>> BEGIN Record extracts
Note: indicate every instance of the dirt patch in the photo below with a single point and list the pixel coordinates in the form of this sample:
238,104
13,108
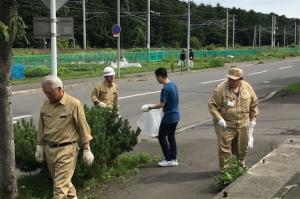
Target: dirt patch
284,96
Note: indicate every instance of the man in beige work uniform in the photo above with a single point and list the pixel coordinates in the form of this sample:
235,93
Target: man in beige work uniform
>> END Record extracts
>> BEGIN Record extracts
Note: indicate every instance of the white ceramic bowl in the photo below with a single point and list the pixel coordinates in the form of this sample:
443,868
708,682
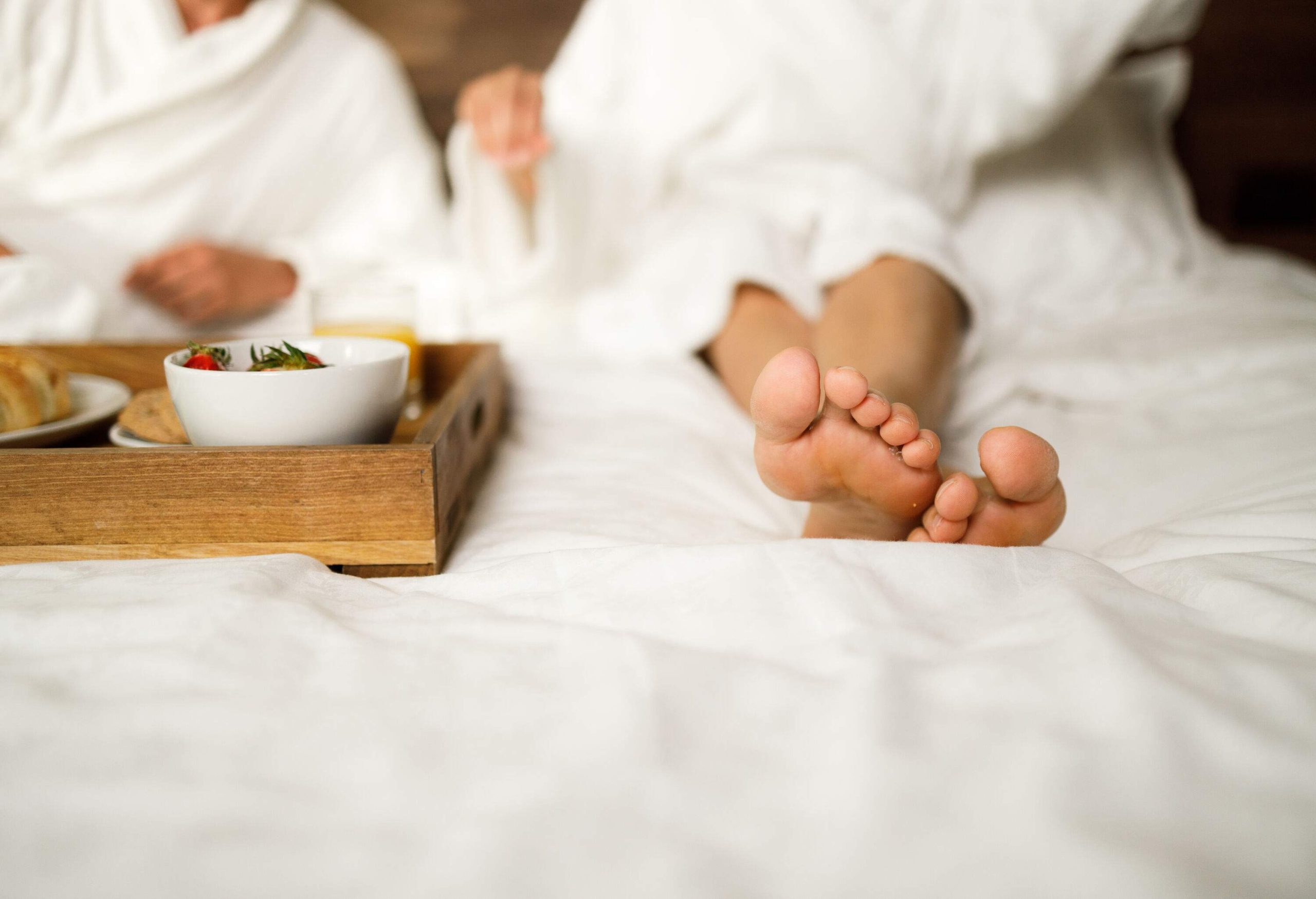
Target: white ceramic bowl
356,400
>> END Record extracts
>> BEGIN Record extracts
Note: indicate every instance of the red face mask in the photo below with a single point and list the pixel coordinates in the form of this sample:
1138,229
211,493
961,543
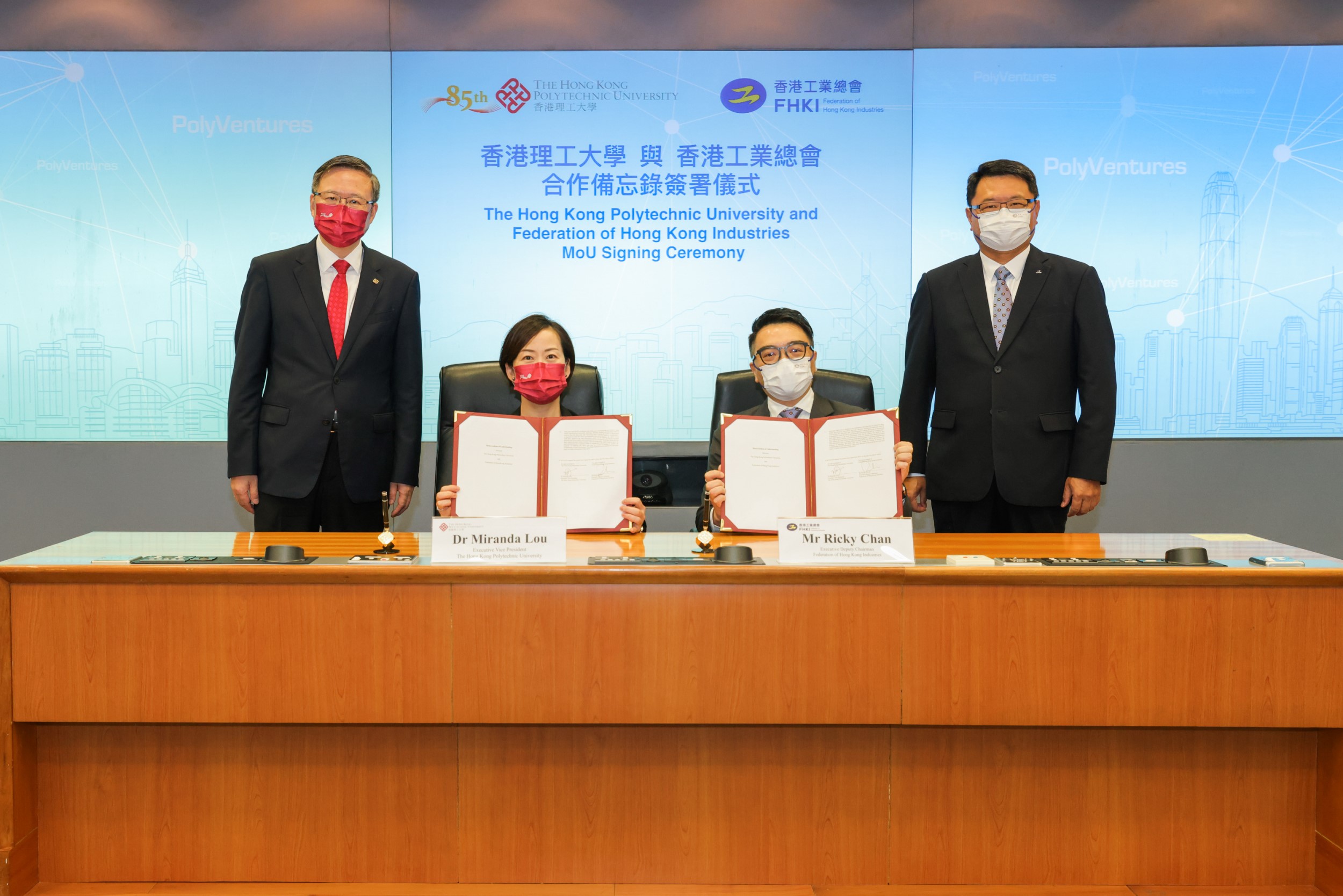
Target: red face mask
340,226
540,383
>> END Record extracts
*Required work:*
Rewrite the entries from the line with "Note: indicate every instance of the dirt" up to and including the line with "Target: man in beige work uniform", replacing "photo" with "image" and leaving everything else unchanged. Leave the pictures out of your answer.

*Exercise solution:*
Note: indicate every instance of the dirt patch in the image below with a single point and list the pixel coordinates in the form of this sample:
238,104
13,108
Target: dirt patch
284,96
Note: indicate every instance of the man in beige work uniform in the image above with a single point and list the pixel coordinates in the form of this sample:
235,93
Target: man in beige work uniform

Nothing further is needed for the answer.